[Segmentation mask data]
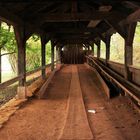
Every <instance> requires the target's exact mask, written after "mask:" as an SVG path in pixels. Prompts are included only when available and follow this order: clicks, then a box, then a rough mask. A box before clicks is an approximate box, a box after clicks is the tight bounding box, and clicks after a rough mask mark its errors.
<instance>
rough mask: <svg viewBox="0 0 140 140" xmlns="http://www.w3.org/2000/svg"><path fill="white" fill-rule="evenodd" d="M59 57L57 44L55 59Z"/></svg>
mask: <svg viewBox="0 0 140 140" xmlns="http://www.w3.org/2000/svg"><path fill="white" fill-rule="evenodd" d="M58 59H59V48H58V45H57V46H56V60H58Z"/></svg>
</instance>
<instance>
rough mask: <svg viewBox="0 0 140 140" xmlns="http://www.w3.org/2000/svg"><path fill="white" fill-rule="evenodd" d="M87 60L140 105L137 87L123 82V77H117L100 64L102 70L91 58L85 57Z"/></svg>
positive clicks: (125, 81)
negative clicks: (138, 103)
mask: <svg viewBox="0 0 140 140" xmlns="http://www.w3.org/2000/svg"><path fill="white" fill-rule="evenodd" d="M87 58H88V59H90V60H91V61H92V62H93V63H94V64H95V65H96V66H97V67H98V68H99V69H100V70H101V71H102V72H103V73H104V74H105V75H106V76H107V77H108V78H109V79H110V81H111V82H115V83H116V84H117V85H118V86H119V87H121V88H122V89H123V90H124V91H125V92H126V93H128V94H129V95H130V96H131V97H132V98H133V99H134V100H136V101H137V102H138V103H139V104H140V88H139V87H138V86H136V85H134V84H133V83H131V82H129V81H127V80H125V79H124V78H123V77H121V76H119V75H118V74H117V73H115V72H113V71H112V70H111V69H109V68H107V67H106V68H105V66H103V64H101V63H100V65H101V66H102V67H103V68H102V67H101V66H100V65H99V64H98V63H97V62H96V61H95V60H94V59H93V58H90V57H87ZM105 69H107V70H108V71H110V72H111V73H112V75H114V76H111V75H110V74H109V73H108V72H106V71H105ZM114 77H115V78H114ZM116 77H118V78H116ZM120 81H121V82H120ZM126 84H127V86H126ZM128 87H129V88H128ZM130 89H131V90H130ZM133 90H134V91H133Z"/></svg>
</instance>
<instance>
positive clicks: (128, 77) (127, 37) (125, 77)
mask: <svg viewBox="0 0 140 140" xmlns="http://www.w3.org/2000/svg"><path fill="white" fill-rule="evenodd" d="M136 25H137V24H136V23H131V24H129V25H127V38H126V39H125V56H124V57H125V78H126V79H127V80H130V81H131V80H132V73H131V72H130V71H129V65H132V64H133V39H134V34H135V29H136Z"/></svg>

Work instruction:
The reply should reproduce every entry above word for word and contain no pictures.

Task solution:
Every <instance> requires the target's exact mask, written after "mask:" as an SVG path in pixels. Prompts are included only when available and follow this order: clicks, then a box, then a rough mask. A box before clicks is an approximate box, a box after clicks is the tight bounding box, and clicks after a rough mask mark its errors.
<instance>
rough mask: <svg viewBox="0 0 140 140" xmlns="http://www.w3.org/2000/svg"><path fill="white" fill-rule="evenodd" d="M59 57L57 44L55 59Z"/></svg>
mask: <svg viewBox="0 0 140 140" xmlns="http://www.w3.org/2000/svg"><path fill="white" fill-rule="evenodd" d="M58 59H59V48H58V45H57V46H56V60H58Z"/></svg>
</instance>
<instance>
rough mask: <svg viewBox="0 0 140 140" xmlns="http://www.w3.org/2000/svg"><path fill="white" fill-rule="evenodd" d="M87 60L140 105L137 87L123 82V77H117L100 64L102 70L91 58L85 57Z"/></svg>
positive clicks: (125, 81)
negative clicks: (138, 103)
mask: <svg viewBox="0 0 140 140" xmlns="http://www.w3.org/2000/svg"><path fill="white" fill-rule="evenodd" d="M87 58H88V59H90V60H91V61H92V62H93V63H94V64H95V65H96V66H97V67H98V68H99V69H100V70H101V71H102V72H103V73H104V74H105V75H106V76H107V77H108V78H109V79H110V81H111V82H115V83H116V84H117V85H118V86H119V87H121V88H122V89H123V90H124V91H125V92H126V93H128V94H129V95H130V96H131V97H132V98H133V99H134V100H136V101H137V102H138V103H139V104H140V88H139V87H138V86H136V85H134V84H133V83H131V82H129V81H127V80H125V79H124V78H123V77H121V76H119V75H118V74H117V73H115V72H113V71H112V70H111V69H109V68H107V67H106V68H105V66H103V64H101V63H100V65H101V66H102V67H103V68H102V67H101V66H100V65H99V64H98V63H97V62H96V61H95V60H94V59H93V58H90V57H87ZM105 69H107V70H108V71H110V72H111V73H112V75H114V76H111V75H110V74H109V73H108V72H106V71H105ZM114 77H115V78H114ZM116 77H118V78H116ZM120 81H121V82H120ZM126 84H127V86H126ZM128 87H129V88H128ZM130 89H131V90H130ZM133 90H134V91H133Z"/></svg>
</instance>
<instance>
positive clicks: (128, 77) (127, 37) (125, 77)
mask: <svg viewBox="0 0 140 140" xmlns="http://www.w3.org/2000/svg"><path fill="white" fill-rule="evenodd" d="M136 25H137V24H136V23H131V24H129V25H127V38H126V39H125V56H124V57H125V78H126V79H127V80H130V81H131V80H132V73H131V72H130V71H129V65H132V64H133V39H134V34H135V29H136Z"/></svg>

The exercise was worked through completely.